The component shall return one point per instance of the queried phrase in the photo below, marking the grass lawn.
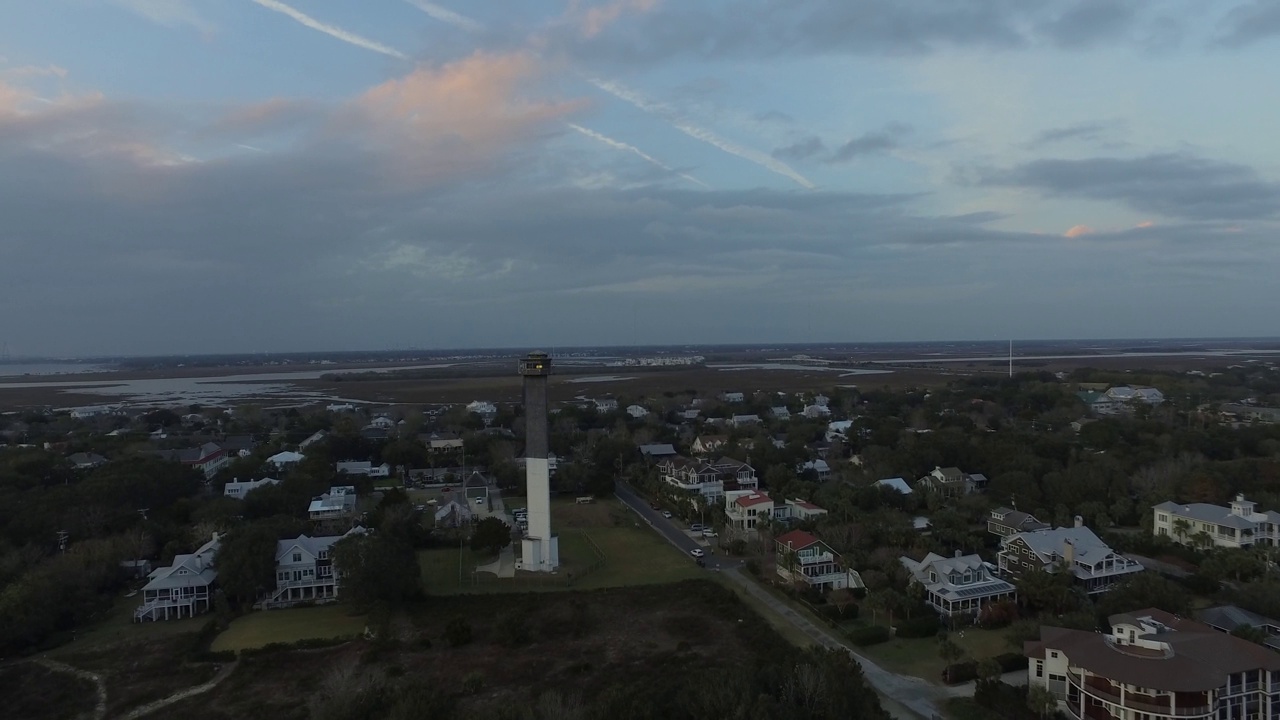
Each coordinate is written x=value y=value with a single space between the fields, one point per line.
x=257 y=629
x=919 y=656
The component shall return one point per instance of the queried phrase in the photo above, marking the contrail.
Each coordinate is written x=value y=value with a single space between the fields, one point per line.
x=330 y=30
x=707 y=136
x=620 y=145
x=447 y=16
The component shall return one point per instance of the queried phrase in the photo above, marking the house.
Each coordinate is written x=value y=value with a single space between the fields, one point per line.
x=1093 y=565
x=305 y=570
x=282 y=460
x=894 y=483
x=311 y=440
x=819 y=468
x=960 y=584
x=746 y=510
x=442 y=442
x=86 y=460
x=949 y=482
x=705 y=445
x=453 y=514
x=1005 y=522
x=1229 y=618
x=796 y=511
x=816 y=411
x=804 y=559
x=338 y=504
x=691 y=475
x=182 y=589
x=1152 y=665
x=1203 y=524
x=661 y=450
x=364 y=468
x=240 y=490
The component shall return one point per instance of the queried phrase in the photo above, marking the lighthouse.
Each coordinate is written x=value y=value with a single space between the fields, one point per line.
x=539 y=548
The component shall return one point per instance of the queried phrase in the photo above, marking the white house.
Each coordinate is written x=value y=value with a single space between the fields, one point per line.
x=364 y=468
x=282 y=460
x=959 y=584
x=337 y=504
x=182 y=589
x=1201 y=523
x=305 y=570
x=805 y=559
x=238 y=490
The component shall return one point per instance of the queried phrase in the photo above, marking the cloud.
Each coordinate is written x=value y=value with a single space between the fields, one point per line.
x=632 y=149
x=871 y=142
x=447 y=16
x=707 y=136
x=1173 y=185
x=1249 y=23
x=333 y=31
x=1079 y=132
x=801 y=149
x=168 y=13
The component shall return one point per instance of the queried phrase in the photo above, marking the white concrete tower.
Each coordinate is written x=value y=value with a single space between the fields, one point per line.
x=539 y=548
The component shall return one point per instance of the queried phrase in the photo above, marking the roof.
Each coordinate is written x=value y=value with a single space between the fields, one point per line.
x=1193 y=657
x=754 y=499
x=796 y=540
x=896 y=483
x=1207 y=513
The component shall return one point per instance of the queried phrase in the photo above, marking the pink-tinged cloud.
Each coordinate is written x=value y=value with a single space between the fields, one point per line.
x=598 y=18
x=475 y=106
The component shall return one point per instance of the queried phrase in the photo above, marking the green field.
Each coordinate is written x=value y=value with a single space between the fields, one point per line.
x=919 y=656
x=257 y=629
x=634 y=555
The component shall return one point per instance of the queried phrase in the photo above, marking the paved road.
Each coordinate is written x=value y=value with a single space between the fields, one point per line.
x=668 y=529
x=912 y=693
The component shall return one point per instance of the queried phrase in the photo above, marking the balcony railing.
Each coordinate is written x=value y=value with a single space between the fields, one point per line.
x=1107 y=692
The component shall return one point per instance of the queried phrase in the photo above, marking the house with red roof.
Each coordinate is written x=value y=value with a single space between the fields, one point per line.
x=801 y=557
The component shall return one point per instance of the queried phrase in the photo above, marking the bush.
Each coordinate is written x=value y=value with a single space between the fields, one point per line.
x=869 y=636
x=922 y=627
x=457 y=633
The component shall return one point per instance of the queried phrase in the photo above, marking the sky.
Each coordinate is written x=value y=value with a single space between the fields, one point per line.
x=259 y=176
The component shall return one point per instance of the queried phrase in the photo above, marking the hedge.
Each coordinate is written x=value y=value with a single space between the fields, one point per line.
x=922 y=627
x=869 y=636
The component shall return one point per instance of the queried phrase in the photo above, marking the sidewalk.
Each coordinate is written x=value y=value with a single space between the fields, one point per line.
x=913 y=693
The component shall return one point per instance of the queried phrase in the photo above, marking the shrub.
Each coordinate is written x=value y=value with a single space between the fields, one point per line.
x=457 y=633
x=869 y=636
x=922 y=627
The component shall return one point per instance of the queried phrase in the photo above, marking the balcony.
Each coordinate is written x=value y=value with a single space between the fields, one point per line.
x=1106 y=692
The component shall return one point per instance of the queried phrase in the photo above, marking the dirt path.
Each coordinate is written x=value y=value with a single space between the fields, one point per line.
x=100 y=706
x=179 y=696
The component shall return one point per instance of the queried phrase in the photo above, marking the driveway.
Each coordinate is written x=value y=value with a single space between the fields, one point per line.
x=668 y=529
x=914 y=695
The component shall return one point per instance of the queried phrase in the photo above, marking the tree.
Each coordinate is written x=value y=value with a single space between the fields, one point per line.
x=1041 y=701
x=490 y=536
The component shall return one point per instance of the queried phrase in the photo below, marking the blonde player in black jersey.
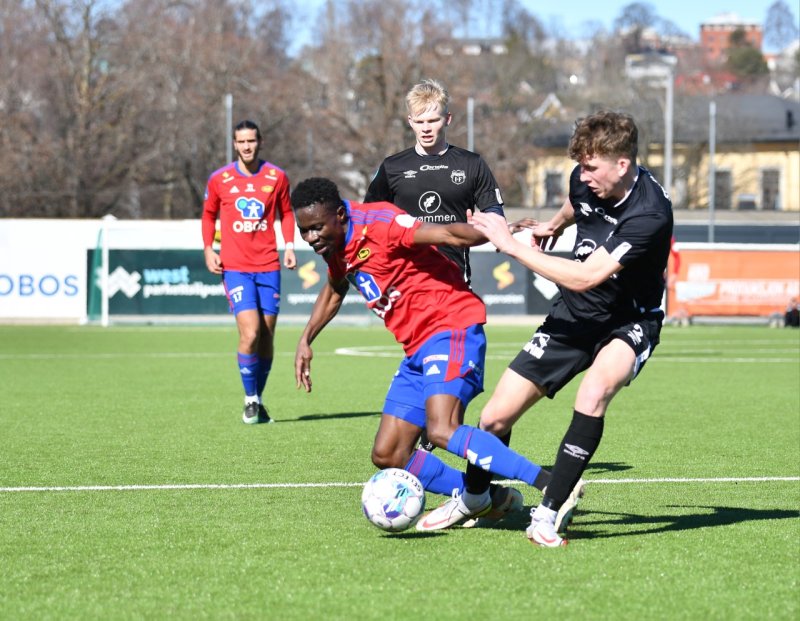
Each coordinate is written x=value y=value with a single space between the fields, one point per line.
x=435 y=181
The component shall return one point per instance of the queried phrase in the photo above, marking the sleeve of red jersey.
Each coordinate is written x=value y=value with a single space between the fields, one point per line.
x=210 y=211
x=285 y=212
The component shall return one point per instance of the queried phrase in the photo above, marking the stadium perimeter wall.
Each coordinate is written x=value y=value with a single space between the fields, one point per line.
x=51 y=271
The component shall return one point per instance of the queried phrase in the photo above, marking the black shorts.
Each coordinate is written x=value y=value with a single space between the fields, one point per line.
x=564 y=346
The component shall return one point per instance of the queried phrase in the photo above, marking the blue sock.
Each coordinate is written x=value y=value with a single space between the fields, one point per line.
x=488 y=452
x=264 y=367
x=248 y=369
x=435 y=475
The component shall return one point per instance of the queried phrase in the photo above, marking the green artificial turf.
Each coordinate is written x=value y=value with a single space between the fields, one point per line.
x=205 y=517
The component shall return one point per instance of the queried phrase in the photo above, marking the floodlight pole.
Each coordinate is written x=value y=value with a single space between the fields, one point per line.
x=470 y=123
x=712 y=172
x=228 y=99
x=668 y=108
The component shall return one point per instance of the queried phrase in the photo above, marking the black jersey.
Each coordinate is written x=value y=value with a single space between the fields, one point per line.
x=437 y=188
x=637 y=233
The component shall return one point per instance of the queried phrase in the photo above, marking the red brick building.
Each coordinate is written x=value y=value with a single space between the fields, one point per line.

────────

What to do: Could you print all of the entries above exactly as written, minus the pictures?

Answer for the task:
The component shall return one point per instance of the queried phrase in the photo below, marking the grass lawn.
Each coordinate is written x=value y=value with a single space between the fields, one point per line.
x=257 y=629
x=919 y=656
The component shall return one point per instance of the queried phrase in the photo above, marking the contrail.
Each coordinate is written x=value y=value with a single space between the fields, one point per line.
x=330 y=30
x=707 y=136
x=620 y=145
x=447 y=16
The component shall return one point per instance of the queried phrase in the photo above, marking the house.
Each coordinate is written x=value y=value with a single space between the fields, one point per line.
x=1093 y=565
x=305 y=570
x=282 y=460
x=894 y=483
x=311 y=440
x=819 y=468
x=960 y=584
x=746 y=510
x=442 y=442
x=86 y=460
x=949 y=482
x=705 y=445
x=453 y=514
x=1005 y=522
x=1229 y=618
x=796 y=511
x=816 y=411
x=804 y=559
x=338 y=504
x=691 y=475
x=182 y=589
x=1152 y=665
x=1203 y=524
x=661 y=450
x=364 y=468
x=240 y=490
The component shall return one point per instance of the queried phrase in the photo above, marking the lighthouse.
Each coordinate is written x=value y=value with a single space between the fields, one point per line.
x=539 y=548
The component shall return one point per instance of the queried phrase in the photo above, marking the white house.
Each coordinate is written x=value y=value with a single space between the fields, one point per line.
x=364 y=468
x=282 y=460
x=959 y=584
x=337 y=504
x=182 y=589
x=1201 y=523
x=305 y=570
x=805 y=559
x=238 y=490
The component shall return one point per instance of the queried phrase in the photo above, marking the cloud.
Each coordinate is written x=value y=value with a single space between the fields, one point per line.
x=632 y=149
x=871 y=142
x=447 y=16
x=707 y=136
x=1173 y=185
x=1249 y=23
x=333 y=31
x=1079 y=132
x=801 y=149
x=168 y=13
The component shall return one point per instance of the queried phrase in the photo above, marking the white concrete tower.
Each coordinate is written x=value y=value with a single space between the fields, one point per line.
x=539 y=548
The component shall return one point per instance of the queried phrase in the photo above, marking the roof.
Each coordinate is written x=value y=value with a single space between the fields, one point per line.
x=1193 y=657
x=754 y=499
x=796 y=540
x=896 y=483
x=1207 y=513
The component shall return one point per instance of the queried phrase in the photo above, marking the pink-tinged cloud.
Each coordinate is written x=value y=value with a single space between the fields, one point per line.
x=598 y=18
x=475 y=106
The component shall return one point per instance of the queried phrase in the photo above, marking the green field.
Each coordinate is written x=value y=value with a single space between the fields, one point per line.
x=919 y=656
x=257 y=629
x=634 y=555
The component shall return one point per instance of the queried phrase in the photo above, marking the paved road.
Each coordinate is written x=value y=value with a single space between the fields, one point per line.
x=668 y=529
x=912 y=693
The component shall return one point per instance of the queried phrase in the photo above, marking the balcony railing.
Each coordinate is written x=value y=value with a single space between the fields, one point per line.
x=1107 y=692
The component shall return one point per instance of the queried phrase in the photo above, marking the house with red roof.
Each coordinate is written x=value y=value with a single space between the fields, one point per line.
x=801 y=557
The component shall return one point per instance of the queried phrase in the photo above, marking the bush.
Each coordinate is written x=value y=value with a single space between the fields, one point per line.
x=869 y=636
x=922 y=627
x=457 y=633
The component shall return one point per instance of the queried phrase in the photo above, marking the sky.
Each coordinate is written x=value y=value with a single space between the fields, one point per line.
x=259 y=176
The component shall return one point per instance of the queried phrase in the photo above, marking the hedge.
Each coordinate is written x=value y=value with a single space between the fields, one point per line.
x=922 y=627
x=869 y=636
The component shall return one point per instance of the queried phrase in the photo above, marking the sidewalk.
Each coordinate is written x=value y=value with a single space between the fields, one point per line.
x=913 y=693
The component shall return one point per instance of the queried phrase in the photo above, marking the shrub.
Each coordinate is written x=value y=value with a single space between the fields, one point per line.
x=457 y=633
x=869 y=636
x=922 y=627
The component shall return one point per instance of the queried phrase in the photo above, marking the balcony.
Each coordinate is written x=value y=value with a single space between the fields, one point per line.
x=1106 y=692
The component shall return one point per instance of the queried phrase in the photo above, marking the dirt path.
Each coordinate is written x=value y=value with a single space between the fields, one point per line.
x=100 y=706
x=179 y=696
The component shall return one point per instance of the queried phrase in the photo above, marking the driveway.
Each coordinate is written x=value y=value with a single space between the fields, one point per line.
x=668 y=529
x=914 y=695
The component shall return one point per instance of the queried phrase in the photo above, marking the tree.
Each coordinate is written x=value y=value with a single space between the fields, one point per line.
x=1041 y=701
x=490 y=536
The component shall return one point per instance of the queried phrase in the photo below, marking the blonde player in black jersey.
Each coordinate is written x=value y=value with a single space between the fields, one point per line.
x=435 y=181
The component shall return one point per instance of the queried phrase in the photo above, marking the sleeve of red jersey.
Each coordinate is written x=value y=value with a single space between the fields, one point per line.
x=210 y=211
x=285 y=212
The component shall return one point per instance of the queried phrase in the photo above, marking the stadium perimeter wall.
Each coordinate is written x=value y=value with a single space between the fields, one point per line.
x=51 y=271
The component shall return one point per instance of the queried phrase in the photo above, marking the black shorts.
Each coordinate is written x=value y=value with a single space between the fields, one point per line.
x=564 y=346
The component shall return one point per instance of the queried phrase in the photo above, marking the blue sock.
Each coordinate is written x=value y=value with a single space between the fields, one point per line.
x=488 y=452
x=264 y=367
x=248 y=369
x=435 y=475
The component shall return one point per instance of the queried phrase in the photo above, marking the green artificial turf.
Each coordinate is written x=value y=value with a single space between the fields, one point per line.
x=205 y=517
The component shall return one point per instance of the queried phrase in the photo above, marking the floodlight pole.
Each coordinate is written x=value y=value with a single space between the fields, one point per line.
x=470 y=123
x=712 y=172
x=228 y=99
x=668 y=108
The component shall return one point per instance of the queried phrase in the photo above, marking the black jersey.
Each coordinate is written x=value y=value with a single space between the fields, one point per line.
x=437 y=188
x=637 y=233
The component shall return one point per instance of the queried phrase in the photo above, marking the red brick building.
Each coordinate is written x=value y=value with a single space between the fields, one point per line.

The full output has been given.